▶ [Work instruction]
Below are some records. Return exactly the lines from the one with "Could you please indicate the street" to the one with "Could you please indicate the utility", and nothing else.

▶ [Listed entries]
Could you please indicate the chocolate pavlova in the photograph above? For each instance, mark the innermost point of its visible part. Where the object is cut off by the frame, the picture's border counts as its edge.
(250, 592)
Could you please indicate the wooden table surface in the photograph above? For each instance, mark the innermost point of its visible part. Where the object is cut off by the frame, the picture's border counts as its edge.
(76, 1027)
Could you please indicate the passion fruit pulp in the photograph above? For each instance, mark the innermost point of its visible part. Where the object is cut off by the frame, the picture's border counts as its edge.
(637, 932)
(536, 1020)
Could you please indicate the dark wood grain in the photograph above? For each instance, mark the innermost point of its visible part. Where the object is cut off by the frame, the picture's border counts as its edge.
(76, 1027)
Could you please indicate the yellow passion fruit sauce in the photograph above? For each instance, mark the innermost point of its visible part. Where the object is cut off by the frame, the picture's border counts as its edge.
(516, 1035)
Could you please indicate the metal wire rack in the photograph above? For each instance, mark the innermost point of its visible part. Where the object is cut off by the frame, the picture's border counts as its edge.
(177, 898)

---

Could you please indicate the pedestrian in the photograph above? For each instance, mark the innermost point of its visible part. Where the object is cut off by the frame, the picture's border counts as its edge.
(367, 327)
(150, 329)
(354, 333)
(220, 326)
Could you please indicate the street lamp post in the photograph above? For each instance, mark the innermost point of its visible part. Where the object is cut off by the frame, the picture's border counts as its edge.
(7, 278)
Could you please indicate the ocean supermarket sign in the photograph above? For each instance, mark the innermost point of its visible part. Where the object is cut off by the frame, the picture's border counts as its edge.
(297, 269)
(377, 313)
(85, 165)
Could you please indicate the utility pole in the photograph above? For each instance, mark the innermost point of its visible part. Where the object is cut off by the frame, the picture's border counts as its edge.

▶ [Answer below]
Could you please indicate the street lamp post in the photograph above? For each instance, mark the innermost point of its visible part. Where the object is cut off by the frame, the picture's border counts as its edge.
(7, 278)
Could you please indicate the ocean supermarket sign in the photograph above? For each instance, mark the innermost point of its visible part. Where the object is cut off by the frame, the picture's border counts as its edge.
(297, 269)
(377, 313)
(85, 165)
Could you please indicate the utility pole in the photograph above? For each instance, mark the innermost point of its visible part. Where the object is cut off by the frame, the picture's border counts as its edge.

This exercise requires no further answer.